Activity:
From the line containing "[(180, 192), (511, 70)]" to the end of the entries, return every line exactly, both ends included, and add nothing.

BEGIN Information

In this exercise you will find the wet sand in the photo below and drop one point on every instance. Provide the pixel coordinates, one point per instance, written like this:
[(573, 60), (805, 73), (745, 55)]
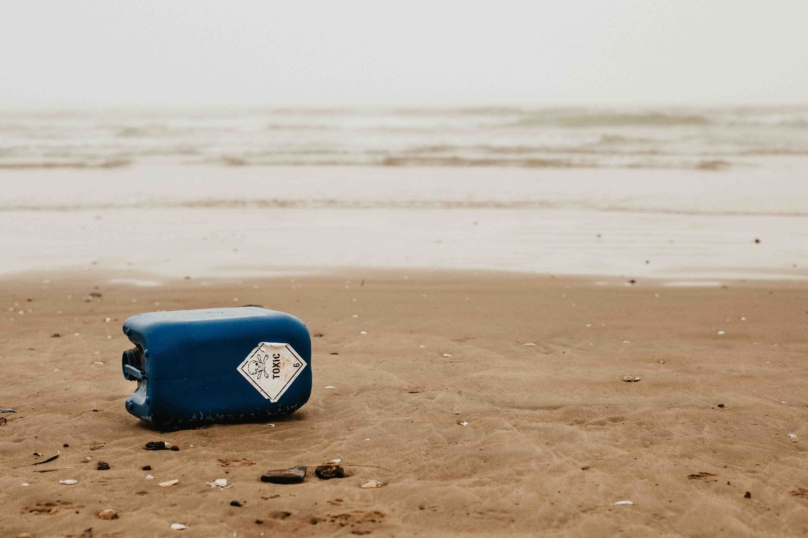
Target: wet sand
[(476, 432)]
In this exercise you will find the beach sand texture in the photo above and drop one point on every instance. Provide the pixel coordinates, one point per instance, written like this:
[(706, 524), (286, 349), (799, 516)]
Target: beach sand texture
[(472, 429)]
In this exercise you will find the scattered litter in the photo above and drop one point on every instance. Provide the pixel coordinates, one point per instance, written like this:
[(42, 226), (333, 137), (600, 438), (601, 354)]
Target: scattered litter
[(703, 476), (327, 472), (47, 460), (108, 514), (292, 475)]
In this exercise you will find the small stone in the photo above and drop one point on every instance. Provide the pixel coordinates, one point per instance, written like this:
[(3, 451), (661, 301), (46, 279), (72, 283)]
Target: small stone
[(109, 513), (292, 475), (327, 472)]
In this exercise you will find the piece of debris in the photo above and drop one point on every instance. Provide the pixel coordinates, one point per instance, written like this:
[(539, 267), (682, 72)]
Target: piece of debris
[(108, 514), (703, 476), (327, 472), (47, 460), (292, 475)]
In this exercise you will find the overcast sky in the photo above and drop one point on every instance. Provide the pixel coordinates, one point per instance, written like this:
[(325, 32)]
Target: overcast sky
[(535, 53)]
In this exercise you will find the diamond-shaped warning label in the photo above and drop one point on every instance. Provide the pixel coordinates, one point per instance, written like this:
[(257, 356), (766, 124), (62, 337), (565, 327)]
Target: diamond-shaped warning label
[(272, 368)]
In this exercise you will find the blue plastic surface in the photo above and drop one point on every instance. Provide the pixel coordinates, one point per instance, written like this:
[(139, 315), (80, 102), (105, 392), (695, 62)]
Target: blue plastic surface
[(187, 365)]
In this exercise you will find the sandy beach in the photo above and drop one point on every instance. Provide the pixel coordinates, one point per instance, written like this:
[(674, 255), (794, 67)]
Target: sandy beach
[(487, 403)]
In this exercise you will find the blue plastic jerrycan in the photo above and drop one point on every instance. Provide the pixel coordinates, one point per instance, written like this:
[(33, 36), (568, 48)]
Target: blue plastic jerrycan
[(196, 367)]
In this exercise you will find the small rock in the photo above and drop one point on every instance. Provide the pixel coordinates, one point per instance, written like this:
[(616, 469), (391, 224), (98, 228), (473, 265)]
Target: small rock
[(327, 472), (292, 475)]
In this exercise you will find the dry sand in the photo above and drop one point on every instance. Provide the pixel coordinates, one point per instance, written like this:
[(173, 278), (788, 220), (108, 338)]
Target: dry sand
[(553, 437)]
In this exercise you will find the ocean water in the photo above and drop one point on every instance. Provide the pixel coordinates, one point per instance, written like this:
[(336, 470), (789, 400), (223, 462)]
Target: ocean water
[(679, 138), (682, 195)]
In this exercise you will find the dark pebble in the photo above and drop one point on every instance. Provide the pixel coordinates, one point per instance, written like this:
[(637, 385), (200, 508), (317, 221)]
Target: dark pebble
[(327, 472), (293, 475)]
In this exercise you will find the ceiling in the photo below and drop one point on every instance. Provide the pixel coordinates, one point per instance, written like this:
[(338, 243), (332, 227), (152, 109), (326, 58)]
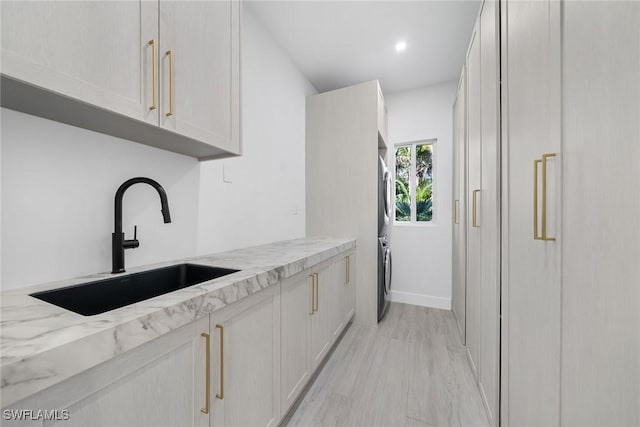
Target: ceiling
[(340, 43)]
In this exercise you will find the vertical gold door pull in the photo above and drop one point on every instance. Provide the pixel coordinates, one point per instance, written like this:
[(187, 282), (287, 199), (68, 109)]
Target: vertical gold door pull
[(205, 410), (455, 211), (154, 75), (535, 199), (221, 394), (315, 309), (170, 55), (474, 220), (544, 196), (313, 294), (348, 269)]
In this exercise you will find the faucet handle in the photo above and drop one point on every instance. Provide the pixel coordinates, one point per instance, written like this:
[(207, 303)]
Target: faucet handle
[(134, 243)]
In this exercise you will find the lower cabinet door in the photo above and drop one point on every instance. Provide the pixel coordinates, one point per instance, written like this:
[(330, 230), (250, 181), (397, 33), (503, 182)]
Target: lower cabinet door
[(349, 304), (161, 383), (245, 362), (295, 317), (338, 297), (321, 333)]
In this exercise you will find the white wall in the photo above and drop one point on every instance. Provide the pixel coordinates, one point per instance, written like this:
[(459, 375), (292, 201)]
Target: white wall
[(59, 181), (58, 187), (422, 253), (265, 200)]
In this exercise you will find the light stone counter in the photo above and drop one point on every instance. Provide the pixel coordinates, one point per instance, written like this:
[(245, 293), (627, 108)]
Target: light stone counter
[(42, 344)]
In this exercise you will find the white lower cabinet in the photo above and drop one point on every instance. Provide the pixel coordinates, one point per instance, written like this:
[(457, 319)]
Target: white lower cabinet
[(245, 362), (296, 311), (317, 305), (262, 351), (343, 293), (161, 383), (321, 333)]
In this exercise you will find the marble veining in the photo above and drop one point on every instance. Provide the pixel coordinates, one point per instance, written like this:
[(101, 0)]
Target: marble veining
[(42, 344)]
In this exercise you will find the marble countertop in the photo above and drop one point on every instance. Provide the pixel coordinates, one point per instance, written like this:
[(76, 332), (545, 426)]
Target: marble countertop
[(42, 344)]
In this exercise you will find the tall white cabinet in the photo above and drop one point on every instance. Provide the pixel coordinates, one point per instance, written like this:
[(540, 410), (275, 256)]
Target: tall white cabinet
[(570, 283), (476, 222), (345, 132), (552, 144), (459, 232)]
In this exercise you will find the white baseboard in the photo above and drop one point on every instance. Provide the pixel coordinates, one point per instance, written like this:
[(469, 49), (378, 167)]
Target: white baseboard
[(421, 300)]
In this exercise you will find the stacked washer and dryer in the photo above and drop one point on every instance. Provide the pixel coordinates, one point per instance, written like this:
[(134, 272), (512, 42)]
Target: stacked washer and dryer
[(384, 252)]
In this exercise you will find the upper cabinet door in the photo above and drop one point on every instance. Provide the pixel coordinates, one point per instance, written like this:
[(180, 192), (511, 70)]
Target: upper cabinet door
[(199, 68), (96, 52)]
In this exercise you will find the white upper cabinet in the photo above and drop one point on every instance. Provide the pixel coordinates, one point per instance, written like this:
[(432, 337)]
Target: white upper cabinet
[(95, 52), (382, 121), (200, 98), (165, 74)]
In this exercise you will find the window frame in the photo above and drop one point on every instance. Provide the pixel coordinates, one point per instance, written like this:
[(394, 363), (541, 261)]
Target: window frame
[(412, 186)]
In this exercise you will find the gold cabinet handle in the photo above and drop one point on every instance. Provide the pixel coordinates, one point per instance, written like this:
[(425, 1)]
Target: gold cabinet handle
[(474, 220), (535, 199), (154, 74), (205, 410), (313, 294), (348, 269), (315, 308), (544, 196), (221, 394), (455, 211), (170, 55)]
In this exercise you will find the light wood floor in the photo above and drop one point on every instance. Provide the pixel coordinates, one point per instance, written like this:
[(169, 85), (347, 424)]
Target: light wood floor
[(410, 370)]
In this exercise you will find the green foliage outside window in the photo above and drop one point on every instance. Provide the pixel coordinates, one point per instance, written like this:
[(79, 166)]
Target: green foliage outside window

END Information

Expected answer:
[(180, 192), (511, 70)]
Target: upper cabinet door
[(199, 68), (96, 52)]
In this exercise you will find the white upper cabinet in the photo above and drop one point on every instance. Provide the pixel coordinates, one point per instance, written like this:
[(432, 337)]
Target: white upper cabinet
[(95, 52), (382, 121), (200, 98), (165, 74)]
In this exercise you will find the window frame in the photo above and drop one point on every instance. Provide the pixel coordinates, one point per instance, written like this:
[(394, 363), (541, 261)]
Target: window frame
[(412, 186)]
In this exercise you will find the gold cabinet handle in the photo above and drop one point on every instance. Provide the pixel coordinates, one point per instance, written like this:
[(425, 1)]
Target: gold cabinet handle
[(474, 220), (535, 199), (154, 74), (205, 410), (313, 294), (348, 269), (315, 308), (544, 196), (221, 394), (455, 211), (170, 55)]
In this exercise you will find the light wood floor in the photo above and drop one point on every instance. Provide the pixel coordinates, one point per instance, written like this:
[(169, 85), (347, 424)]
Target: light wood floor
[(410, 370)]
In this exercise you will find the green foliage outside window in the photo above and drop one point on every instance. Provide the pixel coordinates, one point per instance, written like this:
[(79, 166)]
Target: green foliage outside window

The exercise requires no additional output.